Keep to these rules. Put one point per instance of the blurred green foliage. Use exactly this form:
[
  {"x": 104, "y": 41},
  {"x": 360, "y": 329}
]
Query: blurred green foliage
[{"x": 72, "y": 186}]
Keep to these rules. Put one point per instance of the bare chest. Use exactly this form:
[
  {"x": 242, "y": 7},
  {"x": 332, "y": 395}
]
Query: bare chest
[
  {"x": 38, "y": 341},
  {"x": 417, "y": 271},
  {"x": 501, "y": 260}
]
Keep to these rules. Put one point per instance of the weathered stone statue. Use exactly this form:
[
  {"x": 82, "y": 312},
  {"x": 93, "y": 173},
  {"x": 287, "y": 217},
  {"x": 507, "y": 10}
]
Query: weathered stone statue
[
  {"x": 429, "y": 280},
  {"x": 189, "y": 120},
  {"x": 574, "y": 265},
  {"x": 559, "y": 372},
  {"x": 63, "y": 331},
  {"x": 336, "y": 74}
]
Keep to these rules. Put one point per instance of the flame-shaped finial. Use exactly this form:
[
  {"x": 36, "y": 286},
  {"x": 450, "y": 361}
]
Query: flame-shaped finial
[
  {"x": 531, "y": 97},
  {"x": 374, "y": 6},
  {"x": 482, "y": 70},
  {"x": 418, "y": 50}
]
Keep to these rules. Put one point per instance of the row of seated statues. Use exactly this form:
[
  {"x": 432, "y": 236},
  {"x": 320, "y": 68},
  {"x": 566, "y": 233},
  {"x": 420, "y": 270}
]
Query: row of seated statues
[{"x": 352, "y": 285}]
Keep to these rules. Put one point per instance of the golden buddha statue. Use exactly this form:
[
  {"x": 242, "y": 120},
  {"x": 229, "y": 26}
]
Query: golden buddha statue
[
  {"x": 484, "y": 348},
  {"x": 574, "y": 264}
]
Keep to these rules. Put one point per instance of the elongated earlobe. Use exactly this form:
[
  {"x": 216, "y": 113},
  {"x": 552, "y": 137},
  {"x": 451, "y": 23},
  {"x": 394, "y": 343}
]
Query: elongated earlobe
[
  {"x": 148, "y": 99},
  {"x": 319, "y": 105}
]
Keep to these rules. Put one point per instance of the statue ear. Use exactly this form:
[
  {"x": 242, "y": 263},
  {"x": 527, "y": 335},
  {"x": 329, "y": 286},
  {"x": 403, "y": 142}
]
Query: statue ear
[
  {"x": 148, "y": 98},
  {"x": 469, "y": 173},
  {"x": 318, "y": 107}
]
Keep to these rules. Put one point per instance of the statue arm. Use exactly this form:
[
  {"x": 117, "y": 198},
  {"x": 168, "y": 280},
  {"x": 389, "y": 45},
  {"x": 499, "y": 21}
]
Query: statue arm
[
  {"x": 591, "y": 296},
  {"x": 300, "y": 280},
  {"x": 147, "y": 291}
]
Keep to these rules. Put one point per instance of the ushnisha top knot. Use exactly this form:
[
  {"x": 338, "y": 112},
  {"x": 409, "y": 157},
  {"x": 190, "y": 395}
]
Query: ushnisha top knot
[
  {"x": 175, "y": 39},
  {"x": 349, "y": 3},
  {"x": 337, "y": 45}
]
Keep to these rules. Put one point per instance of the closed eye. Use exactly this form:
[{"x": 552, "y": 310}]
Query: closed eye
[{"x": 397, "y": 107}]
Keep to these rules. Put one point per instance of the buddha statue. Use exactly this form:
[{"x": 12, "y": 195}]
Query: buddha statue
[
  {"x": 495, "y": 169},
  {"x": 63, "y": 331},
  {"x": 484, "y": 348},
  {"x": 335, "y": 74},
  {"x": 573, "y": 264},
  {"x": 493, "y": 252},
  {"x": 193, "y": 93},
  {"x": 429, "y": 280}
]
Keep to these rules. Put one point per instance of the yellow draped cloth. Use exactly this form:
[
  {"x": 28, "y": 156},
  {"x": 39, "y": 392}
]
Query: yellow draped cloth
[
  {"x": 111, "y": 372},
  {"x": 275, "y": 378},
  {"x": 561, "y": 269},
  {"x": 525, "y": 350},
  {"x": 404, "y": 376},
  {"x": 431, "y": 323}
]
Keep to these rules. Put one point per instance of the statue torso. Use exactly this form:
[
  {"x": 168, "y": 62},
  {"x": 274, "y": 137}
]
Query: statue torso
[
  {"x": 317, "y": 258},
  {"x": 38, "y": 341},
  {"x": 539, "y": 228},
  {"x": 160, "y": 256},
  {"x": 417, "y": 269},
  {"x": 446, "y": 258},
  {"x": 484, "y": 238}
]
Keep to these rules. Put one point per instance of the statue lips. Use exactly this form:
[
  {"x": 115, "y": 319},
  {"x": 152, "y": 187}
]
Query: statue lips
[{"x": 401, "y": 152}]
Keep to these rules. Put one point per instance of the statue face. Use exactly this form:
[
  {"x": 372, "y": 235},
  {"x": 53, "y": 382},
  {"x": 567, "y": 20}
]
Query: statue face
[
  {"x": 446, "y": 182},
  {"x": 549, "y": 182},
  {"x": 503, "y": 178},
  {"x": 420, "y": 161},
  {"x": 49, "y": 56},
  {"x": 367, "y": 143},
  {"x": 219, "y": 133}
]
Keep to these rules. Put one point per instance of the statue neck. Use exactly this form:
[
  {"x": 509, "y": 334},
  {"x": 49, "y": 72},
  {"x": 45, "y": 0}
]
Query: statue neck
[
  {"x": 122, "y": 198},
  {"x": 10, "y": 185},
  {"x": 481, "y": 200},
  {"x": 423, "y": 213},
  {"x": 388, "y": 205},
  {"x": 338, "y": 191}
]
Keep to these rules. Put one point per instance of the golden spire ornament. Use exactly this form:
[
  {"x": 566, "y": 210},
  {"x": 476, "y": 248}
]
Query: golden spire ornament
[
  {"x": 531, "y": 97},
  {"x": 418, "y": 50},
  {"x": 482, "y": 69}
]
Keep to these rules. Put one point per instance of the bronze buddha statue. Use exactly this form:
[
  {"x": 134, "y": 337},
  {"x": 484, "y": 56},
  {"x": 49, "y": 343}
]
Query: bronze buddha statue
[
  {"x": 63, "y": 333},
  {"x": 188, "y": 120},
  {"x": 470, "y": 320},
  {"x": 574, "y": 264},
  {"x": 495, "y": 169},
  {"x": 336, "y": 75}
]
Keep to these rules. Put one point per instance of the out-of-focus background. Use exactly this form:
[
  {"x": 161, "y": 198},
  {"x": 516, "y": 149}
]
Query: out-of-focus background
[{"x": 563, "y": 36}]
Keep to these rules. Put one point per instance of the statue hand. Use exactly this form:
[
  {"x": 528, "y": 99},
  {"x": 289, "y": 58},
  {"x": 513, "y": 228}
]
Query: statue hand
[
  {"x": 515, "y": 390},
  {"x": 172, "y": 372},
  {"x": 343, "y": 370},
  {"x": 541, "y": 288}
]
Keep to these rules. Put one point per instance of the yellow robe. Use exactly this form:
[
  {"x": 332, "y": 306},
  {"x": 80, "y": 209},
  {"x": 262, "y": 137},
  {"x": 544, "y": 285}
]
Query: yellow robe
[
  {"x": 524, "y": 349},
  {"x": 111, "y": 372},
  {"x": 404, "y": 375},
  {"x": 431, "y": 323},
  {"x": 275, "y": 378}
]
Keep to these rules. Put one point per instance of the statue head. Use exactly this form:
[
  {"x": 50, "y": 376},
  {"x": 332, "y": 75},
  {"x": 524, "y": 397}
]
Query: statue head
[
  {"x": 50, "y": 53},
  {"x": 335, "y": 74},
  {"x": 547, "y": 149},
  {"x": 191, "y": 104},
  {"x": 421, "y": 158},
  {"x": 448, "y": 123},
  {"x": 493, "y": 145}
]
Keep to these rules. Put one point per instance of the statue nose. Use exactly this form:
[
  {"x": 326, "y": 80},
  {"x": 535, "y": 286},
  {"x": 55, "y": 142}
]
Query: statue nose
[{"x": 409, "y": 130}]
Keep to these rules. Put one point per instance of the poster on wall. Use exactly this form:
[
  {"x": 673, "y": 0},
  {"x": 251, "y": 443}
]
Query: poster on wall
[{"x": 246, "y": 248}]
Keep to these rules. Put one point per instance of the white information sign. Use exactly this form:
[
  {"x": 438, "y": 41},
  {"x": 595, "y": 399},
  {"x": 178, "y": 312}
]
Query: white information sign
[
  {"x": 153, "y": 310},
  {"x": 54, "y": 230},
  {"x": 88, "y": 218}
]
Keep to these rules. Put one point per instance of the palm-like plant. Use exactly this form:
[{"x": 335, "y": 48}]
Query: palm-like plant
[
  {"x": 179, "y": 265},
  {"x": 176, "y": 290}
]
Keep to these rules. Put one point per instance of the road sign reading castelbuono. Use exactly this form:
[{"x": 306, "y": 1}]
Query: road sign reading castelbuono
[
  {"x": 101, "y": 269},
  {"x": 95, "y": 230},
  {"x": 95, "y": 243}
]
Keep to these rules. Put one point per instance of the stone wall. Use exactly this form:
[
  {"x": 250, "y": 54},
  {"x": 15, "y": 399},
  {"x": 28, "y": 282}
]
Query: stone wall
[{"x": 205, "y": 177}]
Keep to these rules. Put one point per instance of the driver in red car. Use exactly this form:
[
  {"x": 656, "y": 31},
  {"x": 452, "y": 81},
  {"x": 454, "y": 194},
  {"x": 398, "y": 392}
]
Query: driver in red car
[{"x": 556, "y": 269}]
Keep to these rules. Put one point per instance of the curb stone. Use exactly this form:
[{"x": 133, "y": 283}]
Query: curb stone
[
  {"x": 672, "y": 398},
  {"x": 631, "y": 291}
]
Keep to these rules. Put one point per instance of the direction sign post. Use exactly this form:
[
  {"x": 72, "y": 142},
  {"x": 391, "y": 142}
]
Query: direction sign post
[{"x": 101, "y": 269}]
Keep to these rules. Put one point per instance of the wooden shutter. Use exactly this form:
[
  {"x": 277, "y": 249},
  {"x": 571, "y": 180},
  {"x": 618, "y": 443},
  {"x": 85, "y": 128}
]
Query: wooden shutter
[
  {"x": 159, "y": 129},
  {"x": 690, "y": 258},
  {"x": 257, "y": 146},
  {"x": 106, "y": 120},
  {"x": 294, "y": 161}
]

-=-=-=-=-

*GIVEN EXERCISE*: Output the lines from the one containing "of the curb" up to and including the last line of the material as a JSON list of strings, one string per line, with blank lines omitted.

*ANSWER BELOW*:
[
  "Keep to these rules. Put one point per instance of the curb stone. Use exactly this form:",
  "[{\"x\": 133, \"y\": 283}]",
  "Query: curb stone",
  "[",
  "  {\"x\": 672, \"y\": 398},",
  "  {\"x\": 631, \"y\": 291}",
  "]",
  "Keep to these rules. Put one point per instance of the direction sign post. Use exactly this form:",
  "[",
  "  {\"x\": 72, \"y\": 142},",
  "  {\"x\": 391, \"y\": 142}",
  "]",
  "Query: direction sign post",
  "[{\"x\": 101, \"y\": 269}]",
  "Keep to these rules. Put one point per instance of the wooden shutter. Use exactly this form:",
  "[",
  "  {\"x\": 277, \"y\": 249},",
  "  {\"x\": 571, \"y\": 180},",
  "  {\"x\": 618, \"y\": 443},",
  "  {\"x\": 85, \"y\": 128}",
  "]",
  "Query: wooden shutter",
  "[",
  "  {\"x\": 159, \"y\": 129},",
  "  {\"x\": 690, \"y\": 258},",
  "  {\"x\": 257, \"y\": 146},",
  "  {\"x\": 106, \"y\": 120},",
  "  {\"x\": 294, \"y\": 161}",
  "]"
]